━━ Reading text ━━

There is always hope, as long as the canvasses are empty.
–Gustav Klimt
This quote from Gustav Klimt made me smile this morning, a little knowing smile. When I am getting ready for a show, such as I am now, the studio is initially filled with prepared empty canvasses of a wide variety of sizes, coated with layers of gesso and topped with a thick layer of black paint. They are everywhere, all propped up against any available surface that will support them.
Having them around is comforting, representing possibility. It is the hope of which Klimt speaks. Each blank canvas has the possibility of being a whole new world, a new experience, a new revelation. There is almost a hum of potential life coming from them.
But as the weeks and months pass and many of the canvasses are painted, taking on their new lives and identities, the supply of blank surfaces dwindles down to the point where there is now only a smattering of blank canvasses scattered around the studio. It is at this point when I get anxious, most likely from no longer being surrounded by those empty surfaces that have come to symbolize hope and potential for me.

━━━
━━ Dataset extract ━━

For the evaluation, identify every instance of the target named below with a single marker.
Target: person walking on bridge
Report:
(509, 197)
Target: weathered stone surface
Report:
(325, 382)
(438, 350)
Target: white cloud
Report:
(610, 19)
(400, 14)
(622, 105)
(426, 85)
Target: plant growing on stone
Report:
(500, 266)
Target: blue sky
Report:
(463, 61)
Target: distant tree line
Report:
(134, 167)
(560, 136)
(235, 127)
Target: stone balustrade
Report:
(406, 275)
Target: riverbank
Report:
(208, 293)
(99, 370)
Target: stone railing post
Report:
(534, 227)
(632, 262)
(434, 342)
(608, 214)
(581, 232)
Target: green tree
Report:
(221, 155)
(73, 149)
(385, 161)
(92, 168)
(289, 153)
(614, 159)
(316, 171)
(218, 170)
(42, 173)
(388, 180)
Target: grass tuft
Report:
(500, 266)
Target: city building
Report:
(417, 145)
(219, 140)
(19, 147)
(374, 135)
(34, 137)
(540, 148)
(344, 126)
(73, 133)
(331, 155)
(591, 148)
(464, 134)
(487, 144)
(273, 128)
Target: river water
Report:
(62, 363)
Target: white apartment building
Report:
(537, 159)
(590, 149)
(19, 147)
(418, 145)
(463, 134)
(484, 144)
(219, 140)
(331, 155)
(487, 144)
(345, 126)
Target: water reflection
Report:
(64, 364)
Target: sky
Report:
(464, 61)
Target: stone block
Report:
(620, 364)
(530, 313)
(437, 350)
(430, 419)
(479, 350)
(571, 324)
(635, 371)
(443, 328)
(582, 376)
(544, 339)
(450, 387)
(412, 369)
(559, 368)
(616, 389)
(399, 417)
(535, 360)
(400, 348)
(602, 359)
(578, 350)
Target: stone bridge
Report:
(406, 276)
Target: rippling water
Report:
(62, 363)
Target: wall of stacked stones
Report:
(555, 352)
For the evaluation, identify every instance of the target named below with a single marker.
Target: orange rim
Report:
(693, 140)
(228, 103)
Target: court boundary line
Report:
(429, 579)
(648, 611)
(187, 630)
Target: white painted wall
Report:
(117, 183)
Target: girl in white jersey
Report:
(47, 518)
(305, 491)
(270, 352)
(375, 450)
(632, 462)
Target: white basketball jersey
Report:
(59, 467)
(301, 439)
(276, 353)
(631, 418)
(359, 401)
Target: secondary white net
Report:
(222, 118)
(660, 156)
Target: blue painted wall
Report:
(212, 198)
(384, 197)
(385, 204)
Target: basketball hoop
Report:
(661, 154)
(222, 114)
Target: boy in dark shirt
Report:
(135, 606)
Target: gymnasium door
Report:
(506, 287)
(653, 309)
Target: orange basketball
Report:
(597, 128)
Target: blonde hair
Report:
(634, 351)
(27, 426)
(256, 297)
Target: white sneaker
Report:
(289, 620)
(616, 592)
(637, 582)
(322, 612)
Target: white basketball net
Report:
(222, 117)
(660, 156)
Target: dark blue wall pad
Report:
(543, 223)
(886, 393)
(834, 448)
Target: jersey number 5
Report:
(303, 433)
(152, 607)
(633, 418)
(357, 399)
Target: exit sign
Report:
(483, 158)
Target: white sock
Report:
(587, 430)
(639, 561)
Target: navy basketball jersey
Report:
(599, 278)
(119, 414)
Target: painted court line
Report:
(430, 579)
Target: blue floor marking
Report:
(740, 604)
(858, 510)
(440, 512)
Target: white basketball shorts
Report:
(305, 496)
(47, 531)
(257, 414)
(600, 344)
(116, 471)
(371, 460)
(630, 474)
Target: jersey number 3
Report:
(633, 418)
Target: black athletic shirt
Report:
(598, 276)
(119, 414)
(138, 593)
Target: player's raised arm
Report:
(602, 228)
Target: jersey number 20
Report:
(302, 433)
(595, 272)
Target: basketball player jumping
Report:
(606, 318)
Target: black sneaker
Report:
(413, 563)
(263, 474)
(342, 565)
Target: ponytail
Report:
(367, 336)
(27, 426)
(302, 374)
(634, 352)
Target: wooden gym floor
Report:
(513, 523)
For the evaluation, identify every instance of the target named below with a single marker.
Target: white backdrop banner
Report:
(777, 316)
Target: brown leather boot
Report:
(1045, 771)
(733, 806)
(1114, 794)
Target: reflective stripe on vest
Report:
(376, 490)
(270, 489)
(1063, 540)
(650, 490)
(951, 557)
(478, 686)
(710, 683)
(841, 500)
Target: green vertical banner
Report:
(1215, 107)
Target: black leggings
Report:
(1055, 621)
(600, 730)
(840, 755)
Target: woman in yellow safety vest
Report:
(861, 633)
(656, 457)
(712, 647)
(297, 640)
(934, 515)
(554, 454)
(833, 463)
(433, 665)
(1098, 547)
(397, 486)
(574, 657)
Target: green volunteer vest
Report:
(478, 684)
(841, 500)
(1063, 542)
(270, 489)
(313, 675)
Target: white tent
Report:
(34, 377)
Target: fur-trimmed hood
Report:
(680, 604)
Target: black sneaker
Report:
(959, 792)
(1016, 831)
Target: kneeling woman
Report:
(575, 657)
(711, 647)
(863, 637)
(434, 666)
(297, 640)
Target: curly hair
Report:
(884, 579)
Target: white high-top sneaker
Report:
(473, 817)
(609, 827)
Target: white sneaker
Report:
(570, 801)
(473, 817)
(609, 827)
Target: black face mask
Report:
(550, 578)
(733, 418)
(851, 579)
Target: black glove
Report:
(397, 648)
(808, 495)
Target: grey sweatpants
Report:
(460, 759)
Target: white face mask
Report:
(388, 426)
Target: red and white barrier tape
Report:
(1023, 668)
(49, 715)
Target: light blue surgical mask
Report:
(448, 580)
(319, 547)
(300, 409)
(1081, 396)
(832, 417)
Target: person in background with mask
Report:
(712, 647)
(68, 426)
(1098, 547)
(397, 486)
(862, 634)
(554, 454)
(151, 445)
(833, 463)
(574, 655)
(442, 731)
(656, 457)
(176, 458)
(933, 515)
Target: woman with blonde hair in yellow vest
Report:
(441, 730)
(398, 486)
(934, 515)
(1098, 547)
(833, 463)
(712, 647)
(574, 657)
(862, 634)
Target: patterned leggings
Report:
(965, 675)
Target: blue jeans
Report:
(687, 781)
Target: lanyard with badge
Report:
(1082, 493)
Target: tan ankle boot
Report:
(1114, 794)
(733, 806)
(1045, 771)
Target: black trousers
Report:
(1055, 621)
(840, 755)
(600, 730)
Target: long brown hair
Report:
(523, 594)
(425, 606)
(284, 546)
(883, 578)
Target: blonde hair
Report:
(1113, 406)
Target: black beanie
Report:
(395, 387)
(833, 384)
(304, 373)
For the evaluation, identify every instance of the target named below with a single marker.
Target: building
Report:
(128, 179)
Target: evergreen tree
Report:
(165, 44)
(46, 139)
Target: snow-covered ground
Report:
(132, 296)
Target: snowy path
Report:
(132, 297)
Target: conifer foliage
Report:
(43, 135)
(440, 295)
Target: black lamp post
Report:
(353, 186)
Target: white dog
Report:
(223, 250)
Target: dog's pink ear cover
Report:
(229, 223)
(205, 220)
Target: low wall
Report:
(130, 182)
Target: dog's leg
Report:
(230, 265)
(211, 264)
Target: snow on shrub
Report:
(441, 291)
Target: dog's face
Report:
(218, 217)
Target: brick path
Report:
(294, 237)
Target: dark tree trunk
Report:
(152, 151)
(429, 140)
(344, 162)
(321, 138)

━━━

#### Exercise aim:
Answer these about the text on empty canvasses:
(a) Who is the opening quote attributed to?
(b) What is put on top of the gesso on the prepared canvasses?
(c) At what point does the writer get anxious?

#### Solution to the problem:
(a) Gustav Klimt.
(b) A thick layer of black paint.
(c) When the supply of blank surfaces has dwindled to only a smattering of blank canvasses scattered around the studio.